▸ Written instruction
Return every line of the data below word for word, leaving out the pictures.

▸ Point annotation records
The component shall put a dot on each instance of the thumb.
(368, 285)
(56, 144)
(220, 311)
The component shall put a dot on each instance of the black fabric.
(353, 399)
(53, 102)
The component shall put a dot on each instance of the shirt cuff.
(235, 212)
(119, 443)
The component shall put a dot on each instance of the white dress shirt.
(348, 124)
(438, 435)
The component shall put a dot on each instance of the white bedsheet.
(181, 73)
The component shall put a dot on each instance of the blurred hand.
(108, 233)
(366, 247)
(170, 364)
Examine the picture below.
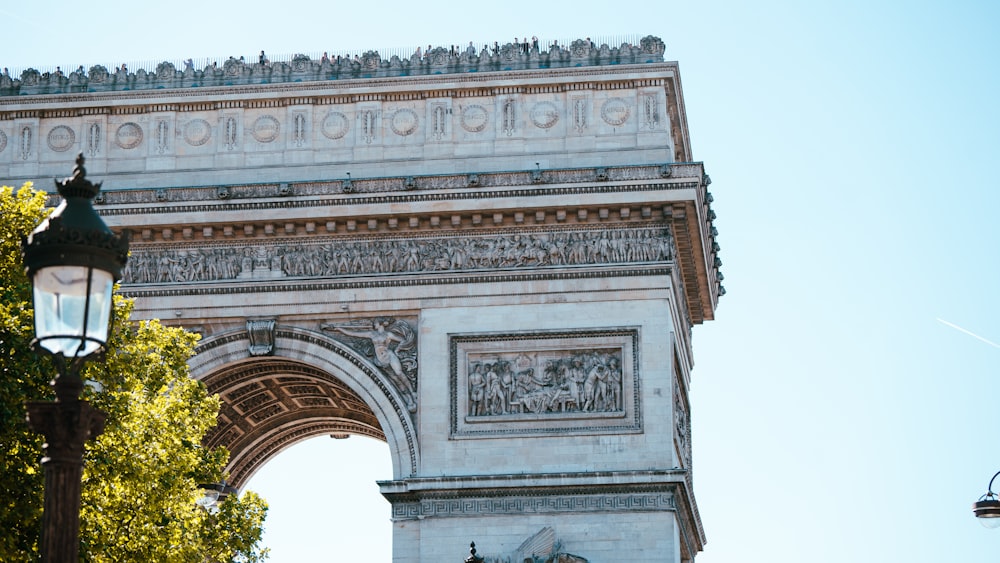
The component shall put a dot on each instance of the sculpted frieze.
(336, 257)
(544, 382)
(551, 381)
(390, 343)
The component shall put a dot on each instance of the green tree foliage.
(141, 475)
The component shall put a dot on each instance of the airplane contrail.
(970, 333)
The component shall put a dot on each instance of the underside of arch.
(269, 404)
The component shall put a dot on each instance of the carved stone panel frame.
(583, 381)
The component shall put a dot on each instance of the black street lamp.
(73, 261)
(987, 508)
(214, 494)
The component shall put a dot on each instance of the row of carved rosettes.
(675, 173)
(335, 256)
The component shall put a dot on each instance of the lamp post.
(73, 261)
(987, 508)
(214, 494)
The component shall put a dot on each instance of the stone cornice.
(340, 284)
(303, 69)
(410, 189)
(485, 84)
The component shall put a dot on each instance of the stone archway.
(309, 386)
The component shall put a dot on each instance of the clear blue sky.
(852, 147)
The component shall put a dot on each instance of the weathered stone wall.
(495, 272)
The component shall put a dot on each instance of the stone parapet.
(302, 68)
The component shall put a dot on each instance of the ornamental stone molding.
(335, 257)
(474, 118)
(197, 132)
(266, 129)
(335, 125)
(544, 115)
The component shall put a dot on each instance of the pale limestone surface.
(391, 188)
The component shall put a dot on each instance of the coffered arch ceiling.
(271, 403)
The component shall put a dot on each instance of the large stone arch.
(310, 385)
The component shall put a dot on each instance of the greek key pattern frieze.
(452, 508)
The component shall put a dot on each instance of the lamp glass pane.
(60, 302)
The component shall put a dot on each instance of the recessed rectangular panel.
(530, 383)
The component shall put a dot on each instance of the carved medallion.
(544, 115)
(615, 112)
(474, 118)
(335, 125)
(129, 135)
(266, 129)
(197, 132)
(403, 122)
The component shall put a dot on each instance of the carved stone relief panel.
(439, 118)
(368, 118)
(474, 118)
(161, 135)
(544, 115)
(682, 426)
(266, 129)
(579, 108)
(580, 381)
(616, 111)
(61, 138)
(651, 115)
(334, 257)
(94, 134)
(25, 140)
(300, 128)
(335, 125)
(403, 122)
(229, 125)
(389, 343)
(508, 115)
(197, 132)
(128, 135)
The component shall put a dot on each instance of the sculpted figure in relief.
(335, 258)
(392, 343)
(550, 382)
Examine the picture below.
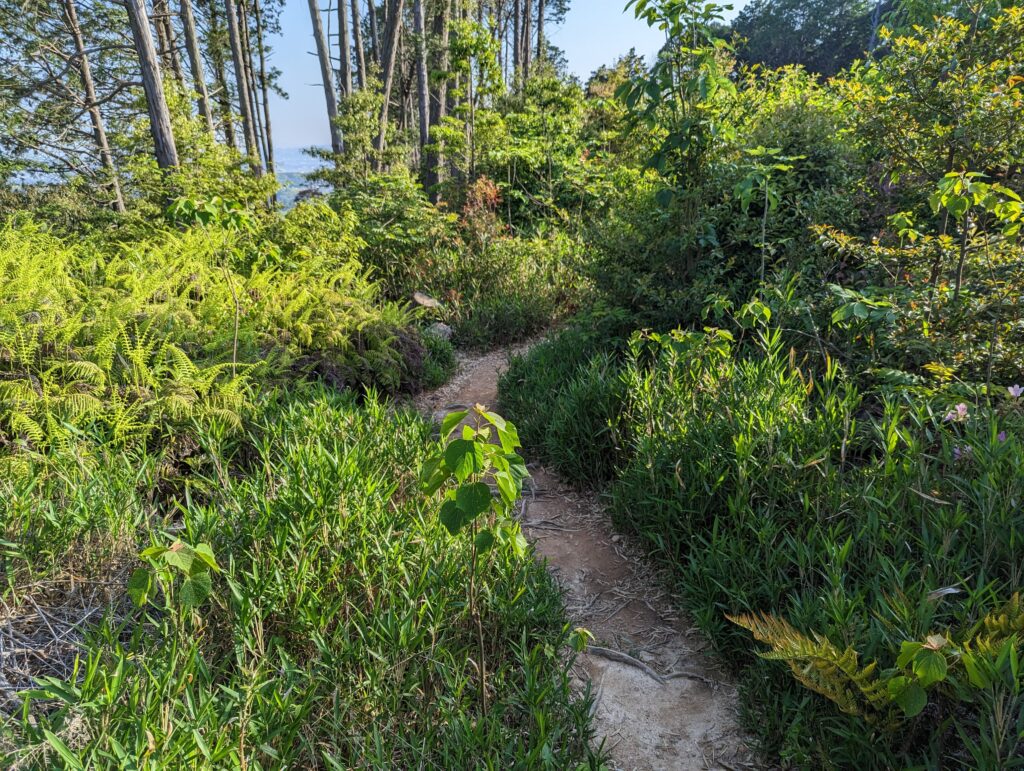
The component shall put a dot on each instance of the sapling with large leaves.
(196, 565)
(481, 477)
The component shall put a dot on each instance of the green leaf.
(908, 695)
(196, 589)
(484, 540)
(464, 458)
(473, 499)
(205, 553)
(907, 651)
(138, 587)
(64, 751)
(451, 421)
(930, 667)
(181, 556)
(508, 487)
(451, 516)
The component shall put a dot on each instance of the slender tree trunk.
(344, 49)
(422, 87)
(242, 84)
(98, 132)
(542, 46)
(516, 42)
(165, 38)
(438, 99)
(247, 50)
(196, 63)
(393, 33)
(221, 92)
(327, 74)
(360, 51)
(153, 84)
(375, 42)
(527, 15)
(264, 86)
(876, 24)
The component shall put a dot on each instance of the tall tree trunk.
(242, 84)
(327, 74)
(527, 15)
(542, 46)
(221, 92)
(375, 42)
(876, 24)
(344, 49)
(264, 86)
(423, 96)
(196, 63)
(516, 42)
(165, 40)
(98, 132)
(360, 51)
(393, 33)
(247, 49)
(438, 99)
(153, 84)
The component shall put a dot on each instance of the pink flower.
(957, 414)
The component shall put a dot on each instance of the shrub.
(333, 634)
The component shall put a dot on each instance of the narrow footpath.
(660, 701)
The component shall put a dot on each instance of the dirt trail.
(660, 702)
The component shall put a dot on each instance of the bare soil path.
(660, 701)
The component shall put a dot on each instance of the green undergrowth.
(766, 483)
(336, 633)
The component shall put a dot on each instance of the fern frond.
(818, 665)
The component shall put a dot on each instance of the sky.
(595, 33)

▸ Solution below
The component shall put a dot on each instance of the thumb.
(368, 285)
(56, 144)
(220, 311)
The component shall put a dot on each instance of the black fabric.
(353, 399)
(53, 102)
The component shall put a dot on each instance of the shirt cuff.
(235, 212)
(119, 443)
The component shall put a dot on each instance of the white dress shirt.
(348, 124)
(438, 435)
The component shall put a dot on each instance of the white bedsheet.
(181, 73)
The component shall put a dot on each instance of the blurred hand.
(108, 233)
(366, 247)
(170, 364)
Examine the picture below.
The component shall put a dot on each instance of the sculpted frieze.
(336, 257)
(544, 382)
(551, 381)
(390, 343)
The component shall put a dot on each instance of the green tree foliage.
(141, 475)
The component shall put a dot on each instance of the airplane contrail.
(970, 333)
The component shall put a dot on each instance of the underside of arch.
(269, 404)
The component shall put a dot on each instance of the carved stone panel frame.
(583, 381)
The component shall put a dot on each instance of the black street lamp.
(73, 261)
(987, 508)
(214, 494)
The component shall put a dot on each instance of the row of carved rosettes.
(675, 173)
(335, 256)
The component shall put a dot on each instance of the lamp post.
(73, 261)
(987, 508)
(214, 494)
The component shall put a dot on each instance of the stone cornice.
(340, 284)
(303, 69)
(410, 189)
(485, 84)
The component shall put a dot on each instance of the stone archway.
(309, 386)
The component shall put a dot on each instance of the clear blue sky.
(852, 147)
The component shall put a dot on each instance of the weathered stone wall.
(495, 272)
The component shall put a dot on each instance of the stone parapet.
(302, 68)
The component shall put a dot on each instance of the ornamental stone molding.
(335, 257)
(474, 118)
(197, 132)
(266, 129)
(335, 125)
(544, 115)
The component shall put a dot on each instance of the pale limestone surface.
(391, 188)
The component shall put a dot on each instance of the coffered arch ceiling.
(271, 403)
The component shall put a dot on each instance of the large stone arch.
(310, 385)
The component shall put a dot on each instance of the greek key pattern frieze.
(452, 508)
The component shall put a dot on each instance of the lamp glass pane.
(60, 302)
The component shall put a dot on each instance of the recessed rectangular panel.
(530, 383)
The component shall put a dot on each instance of the carved medallion.
(544, 115)
(615, 112)
(474, 118)
(335, 125)
(129, 135)
(266, 129)
(197, 132)
(403, 122)
The component shall put a dot on each instance of the carved stone relief panel.
(439, 118)
(368, 118)
(474, 118)
(161, 135)
(544, 115)
(682, 426)
(266, 129)
(579, 108)
(580, 381)
(616, 111)
(61, 138)
(651, 115)
(334, 257)
(94, 134)
(25, 140)
(300, 128)
(335, 125)
(403, 122)
(229, 125)
(389, 343)
(508, 115)
(197, 132)
(128, 135)
The component shall put a dot on each instance of the sculpted figure in relief.
(335, 258)
(392, 343)
(550, 382)
Examine the picture below.
The component shall put a dot on each instance of the sapling with large leaves.
(196, 565)
(481, 477)
The component shall put a dot on each instance of the green leaf.
(908, 695)
(196, 589)
(484, 540)
(464, 458)
(473, 499)
(205, 553)
(907, 651)
(138, 587)
(64, 751)
(451, 421)
(930, 667)
(181, 556)
(508, 487)
(451, 516)
The component shall put a dot on each instance of the slender tree trunk.
(344, 49)
(422, 87)
(242, 84)
(98, 132)
(542, 46)
(516, 42)
(165, 38)
(438, 99)
(247, 50)
(196, 63)
(393, 33)
(221, 92)
(327, 74)
(360, 51)
(153, 84)
(375, 42)
(527, 15)
(264, 86)
(876, 24)
The component shall put a dot on each instance of the tall tree trunk.
(242, 84)
(327, 74)
(527, 15)
(542, 46)
(221, 92)
(375, 42)
(876, 24)
(344, 49)
(264, 86)
(423, 96)
(196, 63)
(516, 42)
(165, 40)
(98, 132)
(360, 51)
(393, 33)
(247, 49)
(438, 99)
(153, 84)
The component shall put a dot on each instance of the pink flower.
(957, 414)
The component shall put a dot on each instance of the shrub.
(333, 634)
The component shall put a dot on each instance of the narrow footpath.
(660, 701)
The component shall put a dot on each instance of the dirt trail.
(660, 702)
The component shall put a dot on each instance of the bare soil path.
(660, 701)
The component shall put a dot on each instance of the green undergrowth.
(766, 483)
(336, 633)
The component shall put a dot on each instance of the fern frond.
(818, 665)
The component shall put a dot on each instance of the sky.
(595, 33)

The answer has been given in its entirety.